### What this task involves
Among the lines of the data below, count those that hold the word "block". Answer with the number alone.

### Material shown
════

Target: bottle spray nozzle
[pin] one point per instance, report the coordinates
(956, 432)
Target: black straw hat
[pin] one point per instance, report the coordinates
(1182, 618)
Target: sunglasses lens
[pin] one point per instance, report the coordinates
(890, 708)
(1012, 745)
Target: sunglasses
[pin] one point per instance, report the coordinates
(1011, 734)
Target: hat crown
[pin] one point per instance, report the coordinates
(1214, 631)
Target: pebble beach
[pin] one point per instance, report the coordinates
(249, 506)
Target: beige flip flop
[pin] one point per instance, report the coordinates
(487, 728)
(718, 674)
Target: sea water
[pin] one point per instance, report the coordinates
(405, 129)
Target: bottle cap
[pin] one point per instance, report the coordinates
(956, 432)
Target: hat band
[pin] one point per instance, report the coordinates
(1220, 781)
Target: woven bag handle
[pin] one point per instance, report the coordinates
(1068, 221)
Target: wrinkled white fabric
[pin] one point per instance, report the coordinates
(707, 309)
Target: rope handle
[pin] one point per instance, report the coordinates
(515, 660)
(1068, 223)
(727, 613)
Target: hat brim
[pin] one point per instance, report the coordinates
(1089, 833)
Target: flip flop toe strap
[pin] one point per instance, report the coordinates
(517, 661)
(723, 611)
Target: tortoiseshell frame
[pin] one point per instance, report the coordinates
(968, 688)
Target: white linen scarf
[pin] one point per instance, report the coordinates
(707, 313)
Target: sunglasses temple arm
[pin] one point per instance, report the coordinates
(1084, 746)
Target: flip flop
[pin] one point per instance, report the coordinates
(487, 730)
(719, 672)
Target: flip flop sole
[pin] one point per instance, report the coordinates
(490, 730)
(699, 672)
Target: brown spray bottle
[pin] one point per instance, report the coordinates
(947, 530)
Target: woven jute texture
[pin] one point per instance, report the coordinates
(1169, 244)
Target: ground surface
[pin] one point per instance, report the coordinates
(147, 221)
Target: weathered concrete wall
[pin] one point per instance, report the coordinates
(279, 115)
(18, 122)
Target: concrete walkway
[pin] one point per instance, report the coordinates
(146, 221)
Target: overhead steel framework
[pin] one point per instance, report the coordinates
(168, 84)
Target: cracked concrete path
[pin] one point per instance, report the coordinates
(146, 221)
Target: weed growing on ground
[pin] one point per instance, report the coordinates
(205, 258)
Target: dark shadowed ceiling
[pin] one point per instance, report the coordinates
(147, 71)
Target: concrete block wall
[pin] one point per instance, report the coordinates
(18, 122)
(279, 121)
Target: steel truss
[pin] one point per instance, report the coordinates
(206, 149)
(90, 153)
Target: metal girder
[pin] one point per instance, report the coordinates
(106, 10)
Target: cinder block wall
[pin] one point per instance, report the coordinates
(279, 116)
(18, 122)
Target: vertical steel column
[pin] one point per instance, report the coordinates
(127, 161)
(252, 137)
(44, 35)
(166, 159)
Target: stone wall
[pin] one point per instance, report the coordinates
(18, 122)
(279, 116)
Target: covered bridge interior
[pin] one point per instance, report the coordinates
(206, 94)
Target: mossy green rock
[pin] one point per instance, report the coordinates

════

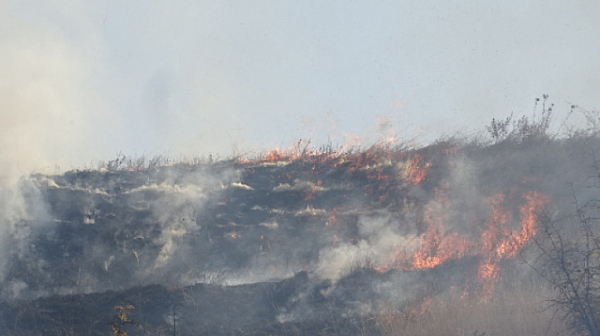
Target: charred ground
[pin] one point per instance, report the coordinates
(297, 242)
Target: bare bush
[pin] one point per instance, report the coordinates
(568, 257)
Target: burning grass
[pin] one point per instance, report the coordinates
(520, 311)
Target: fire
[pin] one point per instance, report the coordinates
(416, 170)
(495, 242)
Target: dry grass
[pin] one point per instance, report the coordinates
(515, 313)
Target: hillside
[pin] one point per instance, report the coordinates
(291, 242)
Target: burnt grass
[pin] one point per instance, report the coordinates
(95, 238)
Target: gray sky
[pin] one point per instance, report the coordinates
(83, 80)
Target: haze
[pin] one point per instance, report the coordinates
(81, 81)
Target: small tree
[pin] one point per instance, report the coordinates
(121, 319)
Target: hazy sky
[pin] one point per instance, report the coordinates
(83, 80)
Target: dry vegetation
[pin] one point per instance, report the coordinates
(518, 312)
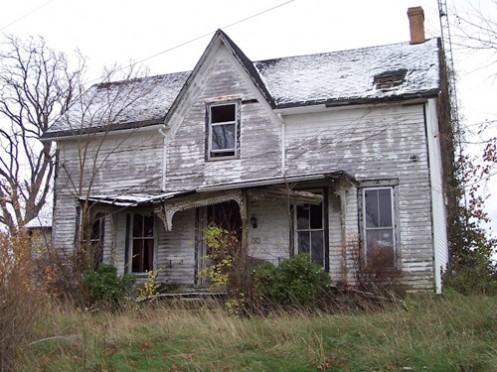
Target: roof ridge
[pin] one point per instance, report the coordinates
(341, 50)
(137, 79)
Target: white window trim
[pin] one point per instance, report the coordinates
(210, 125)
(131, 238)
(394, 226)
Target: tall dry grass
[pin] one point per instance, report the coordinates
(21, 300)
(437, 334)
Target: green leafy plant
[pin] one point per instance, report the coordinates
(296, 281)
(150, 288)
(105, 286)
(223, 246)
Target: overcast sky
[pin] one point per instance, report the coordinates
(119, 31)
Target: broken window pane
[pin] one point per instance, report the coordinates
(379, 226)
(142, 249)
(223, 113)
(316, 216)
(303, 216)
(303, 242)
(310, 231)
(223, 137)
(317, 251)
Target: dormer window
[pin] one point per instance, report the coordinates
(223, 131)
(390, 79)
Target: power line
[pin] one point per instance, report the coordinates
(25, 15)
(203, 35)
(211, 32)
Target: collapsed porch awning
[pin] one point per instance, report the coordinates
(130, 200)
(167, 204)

════

### Result for this task
2